■ THE PROBLEM ■
Put every line of the data below into a JSON list of strings, one string per line, and leave out any blank lines.
*** Opening DATA RECORDS ***
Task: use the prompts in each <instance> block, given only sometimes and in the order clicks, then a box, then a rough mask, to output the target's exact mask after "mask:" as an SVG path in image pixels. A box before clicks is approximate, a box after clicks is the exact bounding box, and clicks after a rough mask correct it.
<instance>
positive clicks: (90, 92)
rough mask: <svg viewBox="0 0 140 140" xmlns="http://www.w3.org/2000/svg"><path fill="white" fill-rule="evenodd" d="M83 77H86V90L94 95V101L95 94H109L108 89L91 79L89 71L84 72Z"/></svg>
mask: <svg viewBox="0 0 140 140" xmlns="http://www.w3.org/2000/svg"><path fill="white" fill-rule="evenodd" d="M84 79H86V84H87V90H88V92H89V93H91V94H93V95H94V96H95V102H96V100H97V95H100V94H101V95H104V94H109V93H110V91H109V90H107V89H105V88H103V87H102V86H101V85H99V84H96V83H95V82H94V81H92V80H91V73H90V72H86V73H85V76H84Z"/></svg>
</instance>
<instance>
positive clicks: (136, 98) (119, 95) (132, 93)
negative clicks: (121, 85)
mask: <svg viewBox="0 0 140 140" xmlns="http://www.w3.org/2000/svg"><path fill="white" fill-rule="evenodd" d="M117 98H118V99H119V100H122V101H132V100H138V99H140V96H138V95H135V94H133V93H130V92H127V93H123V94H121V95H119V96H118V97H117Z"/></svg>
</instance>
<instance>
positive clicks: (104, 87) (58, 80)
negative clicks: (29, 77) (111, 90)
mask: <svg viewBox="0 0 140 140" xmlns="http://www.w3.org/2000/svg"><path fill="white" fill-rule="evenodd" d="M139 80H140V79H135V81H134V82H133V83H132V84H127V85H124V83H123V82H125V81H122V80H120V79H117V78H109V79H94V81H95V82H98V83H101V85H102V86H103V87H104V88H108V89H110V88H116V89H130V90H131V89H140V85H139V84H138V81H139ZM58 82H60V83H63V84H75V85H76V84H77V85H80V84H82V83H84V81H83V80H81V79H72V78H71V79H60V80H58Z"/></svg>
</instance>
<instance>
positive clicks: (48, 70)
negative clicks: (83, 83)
*** Closing DATA RECORDS ***
■ THE COMPLETED TASK ■
[
  "Task: use the prompts in each <instance> block, given only sometimes and in the order clicks, then a box, then a rough mask, to output the target's exact mask after \"mask:\" as an SVG path in image pixels. A box before clicks is approximate, a box after clicks is the exact bounding box, and clicks after a rough mask correct it.",
  "<instance>",
  "positive clicks: (90, 92)",
  "rough mask: <svg viewBox=\"0 0 140 140\" xmlns=\"http://www.w3.org/2000/svg\"><path fill=\"white\" fill-rule=\"evenodd\" d=\"M83 77H86V90L94 95V101L95 94H109L108 89L91 79L89 71L84 72Z\"/></svg>",
  "mask: <svg viewBox=\"0 0 140 140\" xmlns=\"http://www.w3.org/2000/svg\"><path fill=\"white\" fill-rule=\"evenodd\" d=\"M84 79H86V84H87V90H88V92H89V93H91V94H93V95H94V96H95V102H96V100H97V95H100V94H101V95H104V94H109V93H110V91H109V90H107V89H105V88H103V87H102V86H101V85H99V84H96V83H95V82H94V81H92V80H91V73H90V72H86V73H85V76H84Z\"/></svg>",
  "</instance>",
  "<instance>",
  "positive clicks: (136, 98) (119, 95) (132, 93)",
  "negative clicks: (121, 85)",
  "mask: <svg viewBox=\"0 0 140 140\" xmlns=\"http://www.w3.org/2000/svg\"><path fill=\"white\" fill-rule=\"evenodd\" d=\"M117 98H118V99H119V100H122V101H132V100H138V99H140V96H138V95H135V94H133V93H130V92H127V93H123V94H121V95H119V96H118V97H117Z\"/></svg>",
  "</instance>",
  "<instance>",
  "positive clicks: (104, 87) (58, 80)",
  "negative clicks: (29, 77) (111, 90)",
  "mask: <svg viewBox=\"0 0 140 140\" xmlns=\"http://www.w3.org/2000/svg\"><path fill=\"white\" fill-rule=\"evenodd\" d=\"M139 80H140V79H135V81H134V82H133V83H132V84H127V85H124V83H123V82H125V81H122V80H120V79H117V78H109V79H94V81H95V82H98V83H101V85H102V86H103V87H104V88H108V89H110V88H116V89H130V90H131V89H140V85H139V84H138V81H139ZM58 82H60V83H63V84H75V85H76V84H77V85H80V84H82V83H84V81H83V80H81V79H72V78H71V79H60V80H58Z\"/></svg>",
  "</instance>",
  "<instance>",
  "positive clicks: (48, 70)",
  "negative clicks: (83, 83)"
]